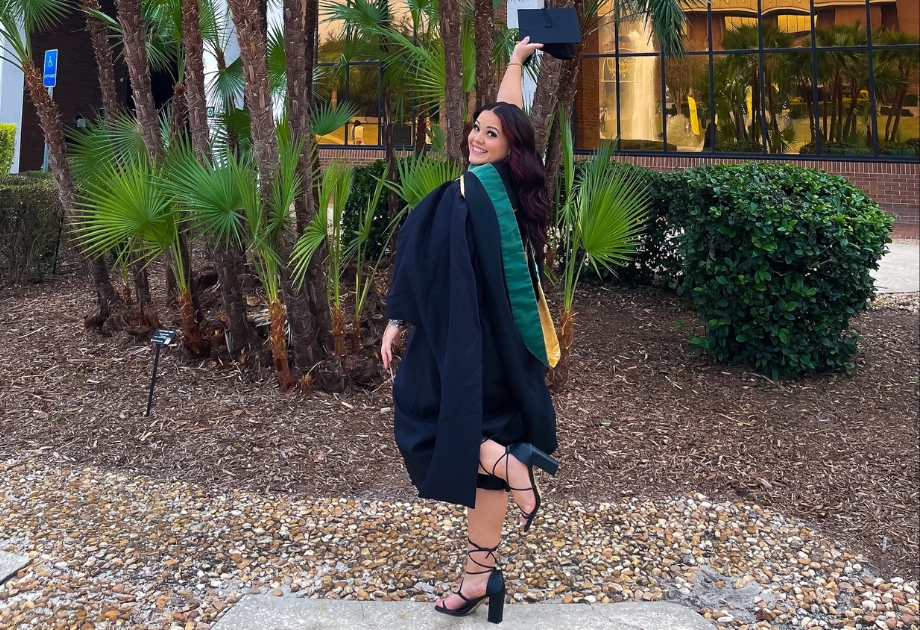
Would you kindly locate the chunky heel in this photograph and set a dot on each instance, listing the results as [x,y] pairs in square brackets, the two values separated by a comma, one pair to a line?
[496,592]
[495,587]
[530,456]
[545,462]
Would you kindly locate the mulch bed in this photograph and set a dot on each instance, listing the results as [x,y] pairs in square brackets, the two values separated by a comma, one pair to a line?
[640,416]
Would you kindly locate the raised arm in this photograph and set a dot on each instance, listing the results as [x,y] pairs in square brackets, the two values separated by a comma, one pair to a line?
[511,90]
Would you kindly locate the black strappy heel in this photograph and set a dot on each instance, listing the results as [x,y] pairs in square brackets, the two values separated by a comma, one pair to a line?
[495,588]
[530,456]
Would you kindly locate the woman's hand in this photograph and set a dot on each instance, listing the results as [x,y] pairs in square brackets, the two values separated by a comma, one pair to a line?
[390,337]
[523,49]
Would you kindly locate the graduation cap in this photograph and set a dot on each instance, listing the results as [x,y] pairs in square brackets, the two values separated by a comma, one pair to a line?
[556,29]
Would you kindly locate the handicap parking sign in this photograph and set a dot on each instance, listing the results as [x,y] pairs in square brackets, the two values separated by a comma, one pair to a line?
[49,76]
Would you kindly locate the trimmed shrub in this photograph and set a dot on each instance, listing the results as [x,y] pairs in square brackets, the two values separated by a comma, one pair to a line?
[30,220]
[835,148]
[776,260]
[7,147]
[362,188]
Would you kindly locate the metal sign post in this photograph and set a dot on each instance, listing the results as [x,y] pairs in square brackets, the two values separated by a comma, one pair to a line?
==
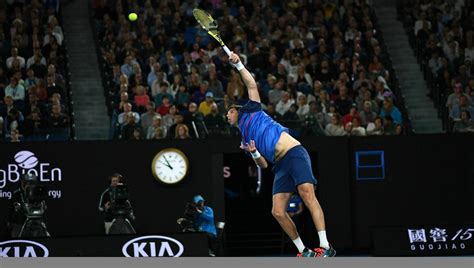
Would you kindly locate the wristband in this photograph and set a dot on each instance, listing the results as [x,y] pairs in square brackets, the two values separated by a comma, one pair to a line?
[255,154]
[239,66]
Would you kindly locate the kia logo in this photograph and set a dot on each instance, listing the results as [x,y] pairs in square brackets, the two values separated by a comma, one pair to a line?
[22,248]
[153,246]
...
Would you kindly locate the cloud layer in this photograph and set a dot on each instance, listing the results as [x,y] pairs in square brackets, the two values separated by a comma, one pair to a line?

Brief: Count the lines in the entries that contain the word "heel". Reply with the number only.

Task output: 2